Given task:
Extract every line of text from the data below without changing a character, and leave out the pictures.

Dataset records:
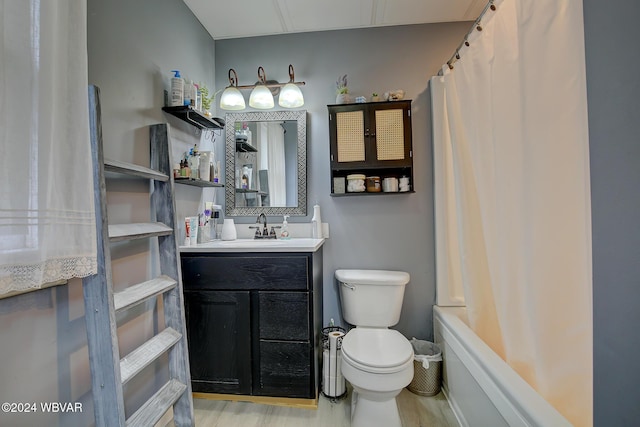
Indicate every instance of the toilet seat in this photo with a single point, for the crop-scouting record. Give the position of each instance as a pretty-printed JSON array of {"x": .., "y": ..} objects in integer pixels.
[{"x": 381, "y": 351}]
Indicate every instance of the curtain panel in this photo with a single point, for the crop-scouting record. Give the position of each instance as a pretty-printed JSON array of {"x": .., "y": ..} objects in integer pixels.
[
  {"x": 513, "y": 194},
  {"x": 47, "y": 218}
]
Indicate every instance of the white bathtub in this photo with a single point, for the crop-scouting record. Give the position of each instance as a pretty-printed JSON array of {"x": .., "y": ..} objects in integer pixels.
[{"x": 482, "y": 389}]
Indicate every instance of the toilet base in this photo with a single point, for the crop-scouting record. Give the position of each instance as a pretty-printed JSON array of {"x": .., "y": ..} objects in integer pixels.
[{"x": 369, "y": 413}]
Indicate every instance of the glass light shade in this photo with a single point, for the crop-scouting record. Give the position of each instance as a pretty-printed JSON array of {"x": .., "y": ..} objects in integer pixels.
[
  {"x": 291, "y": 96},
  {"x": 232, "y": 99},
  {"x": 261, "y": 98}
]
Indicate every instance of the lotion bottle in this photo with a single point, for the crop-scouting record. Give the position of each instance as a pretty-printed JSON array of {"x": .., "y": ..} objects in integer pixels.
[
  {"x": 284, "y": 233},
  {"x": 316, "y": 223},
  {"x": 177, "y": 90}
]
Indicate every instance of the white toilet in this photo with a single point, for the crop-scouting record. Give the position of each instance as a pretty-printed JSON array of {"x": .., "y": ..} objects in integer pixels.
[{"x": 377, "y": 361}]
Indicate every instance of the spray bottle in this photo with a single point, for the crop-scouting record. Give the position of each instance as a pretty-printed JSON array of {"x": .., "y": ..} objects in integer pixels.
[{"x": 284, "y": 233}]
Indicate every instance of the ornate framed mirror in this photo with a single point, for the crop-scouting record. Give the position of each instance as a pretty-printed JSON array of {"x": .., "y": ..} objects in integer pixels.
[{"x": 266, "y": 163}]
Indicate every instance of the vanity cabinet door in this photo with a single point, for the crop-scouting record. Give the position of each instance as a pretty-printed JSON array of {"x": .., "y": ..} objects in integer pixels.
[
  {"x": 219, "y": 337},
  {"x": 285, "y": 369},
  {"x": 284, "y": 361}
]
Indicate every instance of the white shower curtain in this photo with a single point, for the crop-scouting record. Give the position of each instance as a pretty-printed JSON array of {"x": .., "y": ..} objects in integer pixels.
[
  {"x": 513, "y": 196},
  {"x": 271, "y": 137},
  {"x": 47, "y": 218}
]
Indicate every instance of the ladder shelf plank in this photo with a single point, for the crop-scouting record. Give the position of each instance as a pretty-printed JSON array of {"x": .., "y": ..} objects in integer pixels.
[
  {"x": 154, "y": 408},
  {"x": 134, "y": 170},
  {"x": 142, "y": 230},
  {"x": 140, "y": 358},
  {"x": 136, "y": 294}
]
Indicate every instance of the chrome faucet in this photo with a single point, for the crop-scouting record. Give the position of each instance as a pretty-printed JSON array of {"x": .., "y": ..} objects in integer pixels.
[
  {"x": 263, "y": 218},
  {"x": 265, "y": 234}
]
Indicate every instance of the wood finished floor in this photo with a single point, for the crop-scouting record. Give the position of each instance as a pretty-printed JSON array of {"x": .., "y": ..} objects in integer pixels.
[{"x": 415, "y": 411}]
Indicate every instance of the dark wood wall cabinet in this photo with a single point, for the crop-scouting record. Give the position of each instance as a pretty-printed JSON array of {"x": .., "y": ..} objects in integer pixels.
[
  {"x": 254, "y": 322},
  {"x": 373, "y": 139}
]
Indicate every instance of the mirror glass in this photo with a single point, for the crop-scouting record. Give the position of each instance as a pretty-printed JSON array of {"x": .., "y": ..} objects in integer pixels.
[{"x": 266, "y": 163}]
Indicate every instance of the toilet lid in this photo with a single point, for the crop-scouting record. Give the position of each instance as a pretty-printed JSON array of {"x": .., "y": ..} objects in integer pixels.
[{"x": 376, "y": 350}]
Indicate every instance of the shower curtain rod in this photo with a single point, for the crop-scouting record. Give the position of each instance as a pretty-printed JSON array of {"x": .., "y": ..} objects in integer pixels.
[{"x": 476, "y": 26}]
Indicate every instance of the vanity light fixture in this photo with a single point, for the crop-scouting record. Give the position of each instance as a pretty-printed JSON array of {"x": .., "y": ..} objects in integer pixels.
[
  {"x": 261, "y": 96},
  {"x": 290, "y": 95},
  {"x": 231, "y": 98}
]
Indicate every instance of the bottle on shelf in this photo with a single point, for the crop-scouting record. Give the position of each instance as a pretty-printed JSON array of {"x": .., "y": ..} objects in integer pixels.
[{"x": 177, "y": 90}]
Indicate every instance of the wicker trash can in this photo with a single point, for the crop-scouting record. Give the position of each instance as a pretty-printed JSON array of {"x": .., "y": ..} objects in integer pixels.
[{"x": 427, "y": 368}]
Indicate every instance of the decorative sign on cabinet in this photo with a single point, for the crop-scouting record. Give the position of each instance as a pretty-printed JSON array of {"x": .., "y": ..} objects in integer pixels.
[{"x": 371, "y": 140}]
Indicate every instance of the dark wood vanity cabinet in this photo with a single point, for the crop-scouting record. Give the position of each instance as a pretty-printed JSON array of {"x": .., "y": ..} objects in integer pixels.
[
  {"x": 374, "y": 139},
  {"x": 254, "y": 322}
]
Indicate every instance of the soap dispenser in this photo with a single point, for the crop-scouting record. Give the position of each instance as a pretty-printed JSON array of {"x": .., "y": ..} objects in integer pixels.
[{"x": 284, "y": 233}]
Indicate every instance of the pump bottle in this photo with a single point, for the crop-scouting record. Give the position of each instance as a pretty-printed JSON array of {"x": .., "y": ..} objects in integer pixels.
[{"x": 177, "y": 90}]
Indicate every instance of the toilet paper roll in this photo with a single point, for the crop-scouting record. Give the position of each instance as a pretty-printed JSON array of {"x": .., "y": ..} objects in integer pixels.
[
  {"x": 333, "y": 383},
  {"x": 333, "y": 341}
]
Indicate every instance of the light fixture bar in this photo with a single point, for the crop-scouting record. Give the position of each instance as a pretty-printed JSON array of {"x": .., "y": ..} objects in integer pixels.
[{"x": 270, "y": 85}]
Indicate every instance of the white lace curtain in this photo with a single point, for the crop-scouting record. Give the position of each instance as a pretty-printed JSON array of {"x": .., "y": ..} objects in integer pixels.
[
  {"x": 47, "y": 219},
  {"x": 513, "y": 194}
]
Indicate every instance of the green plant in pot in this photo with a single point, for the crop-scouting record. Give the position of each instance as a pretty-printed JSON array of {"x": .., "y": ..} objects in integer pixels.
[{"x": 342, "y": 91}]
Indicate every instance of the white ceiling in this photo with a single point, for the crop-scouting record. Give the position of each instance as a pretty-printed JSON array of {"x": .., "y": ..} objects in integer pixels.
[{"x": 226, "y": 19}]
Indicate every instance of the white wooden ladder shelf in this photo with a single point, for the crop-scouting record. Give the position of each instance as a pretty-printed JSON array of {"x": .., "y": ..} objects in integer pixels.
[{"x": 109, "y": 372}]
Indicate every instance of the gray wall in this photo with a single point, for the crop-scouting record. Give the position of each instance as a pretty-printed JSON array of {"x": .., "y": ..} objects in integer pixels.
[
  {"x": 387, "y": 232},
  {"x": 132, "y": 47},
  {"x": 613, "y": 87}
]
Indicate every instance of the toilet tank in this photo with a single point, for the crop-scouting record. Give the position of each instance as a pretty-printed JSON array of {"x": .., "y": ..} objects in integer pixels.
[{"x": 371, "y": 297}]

Full output:
Indicate every instance of the toilet seat in this photo with a single point, for the crop-scouting record. Give the position of each instance as a pretty-printed JSON array of {"x": .., "y": ..} objects in integer pixels.
[{"x": 381, "y": 351}]
Indicate every instance of the curtain panel in this photo with a single point, for the crop-scouting record. Give the position of each instance as a pretty-printed JSON array of {"x": .., "y": ..} objects in integer pixels.
[
  {"x": 513, "y": 194},
  {"x": 47, "y": 218}
]
Indicate every instance of the white bathtub in this photo with a single point, for the crop-scouting record. Give the position of each instance as a pretty-printed JSON array of {"x": .., "y": ..} objects in integer pixels.
[{"x": 482, "y": 389}]
Indicate every instance of the toilet base in this photo with a single point, for the crop-scouting record. Give the position of each instance as a pretty-printed JSON array of {"x": .., "y": ..} objects in integer pixels.
[{"x": 369, "y": 413}]
Indicate every instance of the glass light shade in this photo with a single point, for the crop-scouting record. Give the position of each instance as a pretty-printed JSON array of {"x": .., "y": ..} objects in integer pixels.
[
  {"x": 291, "y": 96},
  {"x": 232, "y": 99},
  {"x": 261, "y": 98}
]
Indicate every instance of the lotion bottle in this photo with a single point, for the crop-scouting record. Give the position of each instance as a pretty-printed JSON array of {"x": .., "y": ..} objects in integer pixels.
[
  {"x": 284, "y": 233},
  {"x": 316, "y": 223},
  {"x": 177, "y": 90}
]
Indicate every instance of the white toilet in this photo with a single point, for the crop-scouting record. Give the position of each instance as a pretty-printed JSON array of {"x": .., "y": ..} objects in integer pixels.
[{"x": 377, "y": 361}]
Indicate every instance of the spray bottle in this photo with a single point, for the crop-scouting record. Give the position of each instance as a pretty-printed JSON array of {"x": .., "y": ..} objects in integer pixels.
[{"x": 284, "y": 233}]
Indicate every instance of the ornate framed mirror in this photo with a single point, for the crop-scouting record. Give the position of each instance as a pretty-printed JSON array of {"x": .., "y": ..} objects in integer pixels.
[{"x": 266, "y": 163}]
Indicate every instance of the vanity cabinet door in this photo with a single point, for the crop-scouting record. Give the position of each instance as a pretty-printed JSON array of {"x": .., "y": ..} objects in integer pixels.
[
  {"x": 219, "y": 337},
  {"x": 285, "y": 369},
  {"x": 284, "y": 361}
]
Indicate every instance of the white shower curtain in this photo with a single point, for the crop-scouting record. Give the position of each instance as a pretty-printed JSON array of {"x": .., "y": ..} objects in integer pixels.
[
  {"x": 513, "y": 196},
  {"x": 271, "y": 137},
  {"x": 47, "y": 218}
]
Indicate every instance of the ladder shelf plank in this photo with a single point, for the crop-scouting record. Give the position of each instance as a pretty-printed JSON array of {"x": .., "y": ..} objects in integer pixels.
[
  {"x": 154, "y": 408},
  {"x": 134, "y": 170},
  {"x": 142, "y": 230},
  {"x": 140, "y": 358},
  {"x": 136, "y": 294}
]
Indicate every instance of the chrome faucet in this photo with a single point, for the crop-scouting record. Give the position of each instance as a pretty-printed JSON array of {"x": .., "y": ..} objects in integer pixels.
[
  {"x": 263, "y": 218},
  {"x": 265, "y": 234}
]
Indicate every instance of the wood finished floor in this photo with a single point, for the crop-scouting record. Give the position of each instance as a pretty-printed JSON array of {"x": .., "y": ..} objects in integer pixels.
[{"x": 415, "y": 411}]
Indicate every instance of the dark wood wall cabinet in this photo with a single point, for the crop-scouting record. Give the position of each instance as a pretty-printed JSON array of {"x": .., "y": ..} objects in integer pixels.
[
  {"x": 254, "y": 322},
  {"x": 373, "y": 139}
]
Indicate every instance of the mirror glass in this photo with a single point, for the crop-scouting record. Give the position of each instance as a pretty-printed JSON array of {"x": .., "y": ..} objects in integer pixels.
[{"x": 266, "y": 163}]
Indicate every instance of the toilet lid in this photo with a single point, for the crop-scouting record. Give the position of each instance as a pretty-printed JSON array of {"x": .., "y": ..} objects in integer pixels.
[{"x": 376, "y": 350}]
Indicate every instance of the shower curtain rod in this photo with a single point, for the crop-scouting record. Give the position of each instance as a pretty-printed JSON array of {"x": .., "y": ..} objects in integer pixels.
[{"x": 476, "y": 26}]
Indicate every instance of the vanity light fixture in this photo with a single point, for the crop-scouting record. Give the position of each instance as a pretty-printed JSON array of {"x": .., "y": ..} objects in integer pixels.
[
  {"x": 261, "y": 96},
  {"x": 290, "y": 95},
  {"x": 231, "y": 98}
]
Indicate every instance of the bottle on shelf in this photo with a single point, for the crop-scouting record. Give the position of each instance as a pretty-printed JSON array of {"x": .., "y": ..} objects in integer pixels.
[{"x": 177, "y": 90}]
Indicate every instance of the wicker trash can in this photo with a single point, for the crop-scouting record. Give the position of each instance as a pretty-printed JSON array of {"x": .., "y": ..} objects in integer pixels.
[{"x": 427, "y": 368}]
Indicate every instance of the decorative sign on cabinet in this photo with a single point, for the crop-scouting record. Give the position of each instance as a pretty-printed JSON array of {"x": .., "y": ..} objects in integer pixels.
[{"x": 371, "y": 140}]
Indicate every instance of the dark wood vanity cabinet in this photo with a single point, for the crop-scouting record. Give the position of each instance as a pretty-printed JSON array of {"x": .., "y": ..} objects in integer pixels.
[
  {"x": 374, "y": 139},
  {"x": 254, "y": 322}
]
Indicate every instance of the soap dispenser in this photo with a single point, for the crop-scouting record. Give the position of each instance as a pretty-printed JSON array of {"x": .., "y": ..} objects in integer pixels.
[{"x": 284, "y": 233}]
Indicate every instance of the pump bottle in this photo with a single point, for the crop-scouting record. Give the position of each instance as a pretty-printed JSON array of {"x": .., "y": ..} objects in integer pixels.
[{"x": 177, "y": 90}]
Indicate every instance of the toilet paper roll in this photo with a single point, for the crop-scouting record. Give the position of each instance as a pretty-printed JSON array of {"x": .., "y": ..} objects in integer pixels.
[
  {"x": 333, "y": 383},
  {"x": 333, "y": 341}
]
Indicate every instance of the light fixture bar in this photo with a single point, for the crop-scouting record. Give the position of each instance as a pretty-printed JSON array of {"x": .., "y": ..} objects in integer pixels.
[{"x": 270, "y": 85}]
Indicate every instance of the white lace curtain in this photo with a single point, for the crop-scouting record. Give the position of each instance as a pretty-printed JSON array of {"x": .., "y": ..} objects in integer pixels.
[
  {"x": 47, "y": 219},
  {"x": 513, "y": 194}
]
Indicate every instance of the green plant in pot in this photo with a single point, for the crop-scouting record. Give the position of each instance as a pretty-printed JSON array of {"x": .., "y": ..} objects in integer pixels.
[{"x": 342, "y": 91}]
Indicate every instance of the white ceiling in this photo with a single point, for the crop-scouting record. Give the position of each instance as a pretty-printed JSON array of {"x": .., "y": ..} objects in integer pixels.
[{"x": 226, "y": 19}]
Indicate every instance of the white wooden ladder shelf in this photo with a single point, for the crop-scouting record. Give the position of each instance as a pretty-printed JSON array of {"x": .., "y": ..} objects in integer pixels.
[{"x": 109, "y": 372}]
Indicate every instance of the gray wall in this photo with a single point, for the crop-scouting record. Give the position of each instance as a pretty-printed JSON array of {"x": .., "y": ..} objects in integer pixels.
[
  {"x": 387, "y": 232},
  {"x": 132, "y": 47},
  {"x": 613, "y": 87}
]
Indicate every instance of the toilet tank in this photo with a single point, for the crop-scouting record. Give the position of each instance as a pretty-printed JSON array of {"x": .., "y": ..} objects in integer pixels.
[{"x": 371, "y": 297}]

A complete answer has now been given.